◆ **YOUR INSTRUCTIONS**: Reproduce the article on the Cyrillic letter Kha below word for word, from its title to its last sentence.

◆ **DOCUMENT EXTRACT**:
# # # # #

Kha (Cyrillic)
Kha or Ha (Х х; italics: Х х) is a letter of the Cyrillic script. It looks the same as the Latin letter X (X x X x), in both uppercase and lowercase, both roman and italic forms, and was derived from the Greek letter Chi, which also bears a resemblance to both the Latin X and Kha.
It commonly represents the voiceless velar fricative /x/, similar to the pronunciation of ⟨ch⟩ in “loch”.
Kha is usually romanized as ⟨kh⟩ when romanizing East Slavic languages and romanized as ⟨h⟩ when romanizing South Slavic languages.
History
The Cyrillic letter Kha was derived from the Greek letter Chi (Χ χ).
The name of Kha in the Early Cyrillic alphabet was хѣръ (xěrŭ).
In the Cyrillic numeral system, Kha had a value of 600.
Usage
Russian
Kha is the twenty-third (if Yo is included) letter of the Russian alphabet. It represents the consonant /x/ unless it is before a palatalizing vowel when it represents /xʲ/.
Belarusian
Kha is also an alternative transliteration of the letter خ Ḫāʼ in the Arabic alphabet. This was used in Belarusian Arabic script, corresponding to the above Cyrillic letter.

# # # # #

◆ **GIVEN DATA**:

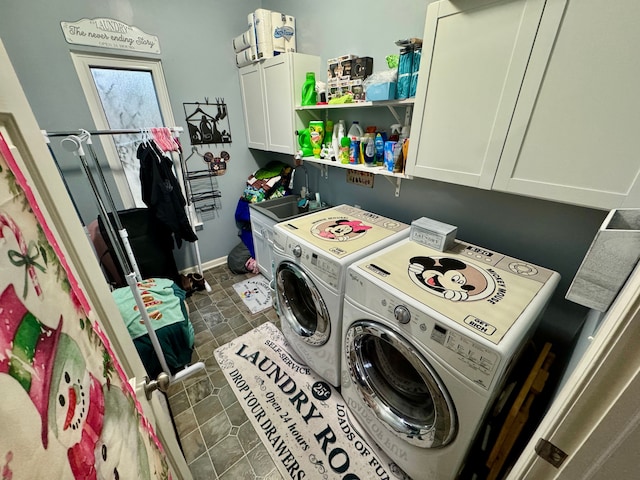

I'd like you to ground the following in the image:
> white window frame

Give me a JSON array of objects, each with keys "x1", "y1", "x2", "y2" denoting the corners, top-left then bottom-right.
[{"x1": 71, "y1": 52, "x2": 176, "y2": 209}]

# # # # #

◆ **RESULT FOR THIS TASK**:
Kha (Cyrillic)
Kha or Ha (Х х; italics: Х х) is a letter of the Cyrillic script. It looks the same as the Latin letter X (X x X x), in both uppercase and lowercase, both roman and italic forms, and was derived from the Greek letter Chi, which also bears a resemblance to both the Latin X and Kha.
It commonly represents the voiceless velar fricative /x/, similar to the pronunciation of ⟨ch⟩ in “loch”.
Kha is usually romanized as ⟨kh⟩ when romanizing East Slavic languages and romanized as ⟨h⟩ when romanizing South Slavic languages.
History
The Cyrillic letter Kha was derived from the Greek letter Chi (Χ χ).
The name of Kha in the Early Cyrillic alphabet was хѣръ (xěrŭ).
In the Cyrillic numeral system, Kha had a value of 600.
Usage
Russian
Kha is the twenty-third (if Yo is included) letter of the Russian alphabet. It represents the consonant /x/ unless it is before a palatalizing vowel when it represents /xʲ/.
Belarusian
Kha is also an alternative transliteration of the letter خ Ḫāʼ in the Arabic alphabet. This was used in Belarusian Arabic script, corresponding to the above Cyrillic letter.